◆ Task instructions
**a.** Reproduce the part of the Sadako Peace Day announcement starting at "Join us for" and ending at "by Bob Sedivy.".
**b.** Write what follows the last sentence of the Sadako Peace Day announcement, continuing it from there.

(Document extract)

Monday, June 7, 2010

Sadako Peace Day


Join us for music, reflection and poetry on August 6th, 2010 at 6pm at the Sadako Peace Garden, La Casa de Maria, 800 El Bosque Road, Montecito, CA.

The hour-long program will feature music from Janice Freeman-Bell and the haunting evocative sounds of the shakuhachi, or Japanese flute, played by Bob Sedivy.

The event is free and open to the public.


The Story:
Many people know the story of the brave, athletic Japanese girl named Sadako.  She was only 12 years old when she was diagnosed with leukemia caused by exposure to radiation from the Hiroshima bomb at the age of 2.

She started folding origami paper cranes after a friend reminded her of a legend: if a person folds a thousand cranes, he or she will live to be very old.  As Sadako folded the cranes, she would say: "I will write peace on your wings and you will fly all over the world."

(End Document extract)
(Entries supplied)

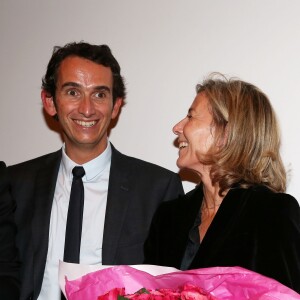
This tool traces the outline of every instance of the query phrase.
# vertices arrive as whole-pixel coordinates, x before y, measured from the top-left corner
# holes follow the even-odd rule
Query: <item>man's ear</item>
[[[43,102],[43,107],[47,114],[51,117],[55,116],[57,114],[57,111],[55,108],[53,97],[50,96],[45,90],[42,90],[41,98]]]
[[[118,116],[120,109],[122,107],[122,104],[123,104],[123,98],[117,98],[115,101],[114,107],[113,107],[112,114],[111,114],[112,119],[115,119]]]

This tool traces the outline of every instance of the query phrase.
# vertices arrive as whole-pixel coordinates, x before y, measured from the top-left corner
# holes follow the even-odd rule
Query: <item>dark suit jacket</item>
[[[198,187],[158,209],[145,263],[180,268],[203,198]],[[265,187],[231,189],[188,269],[240,266],[300,292],[300,209],[290,195]]]
[[[36,299],[40,293],[60,162],[61,150],[9,167],[23,263],[21,299]],[[155,210],[179,194],[183,189],[177,174],[125,156],[112,146],[102,263],[142,263],[143,244]]]
[[[0,299],[19,299],[15,202],[10,195],[6,166],[0,162]]]

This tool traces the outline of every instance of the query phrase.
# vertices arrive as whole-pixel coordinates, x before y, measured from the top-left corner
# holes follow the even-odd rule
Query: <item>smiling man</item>
[[[41,98],[46,113],[60,124],[62,149],[8,168],[17,202],[20,299],[60,299],[58,263],[66,251],[74,167],[84,169],[75,261],[83,264],[142,263],[156,208],[183,193],[177,174],[123,155],[108,141],[108,127],[125,95],[120,66],[108,46],[81,42],[55,48]]]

(End Entries supplied)

◆ Answers by item number
**a.**
Join us for music, reflection and poetry on August 6th, 2010 at 6pm at the Sadako Peace Garden, La Casa de Maria, 800 El Bosque Road, Montecito, CA.

The hour-long program will feature music from Janice Freeman-Bell and the haunting evocative sounds of the shakuhachi, or Japanese flute, played by Bob Sedivy.

**b.**
Sadako had intimate knowledge of the costs of war and nuclear attack.  Her health was waning, yet her wish was to spread peace.  She set out to fold 1,000 paper cranes.  There are differing accounts as to how successful she was.  One book says she folded 644 before her death.  The Hiroshima Peace Memorial Museum says she folded 1,000 and began work on another set of 1,000.  However many cranes Sadako folded, students in Japan were moved by her story and began to fold cranes, too.

The paper crane has become a global symbol of peace, and a statue of Sadako now stands in the Hiroshima Peace Memorial Park.

On August 6, 1995--the 50th anniversary of the atomic bombing of Hiroshima--the Nuclear Age Peace Foundation and La Casa de Maria dedicated the Sadako Peace Garden in Santa Barbara, CA.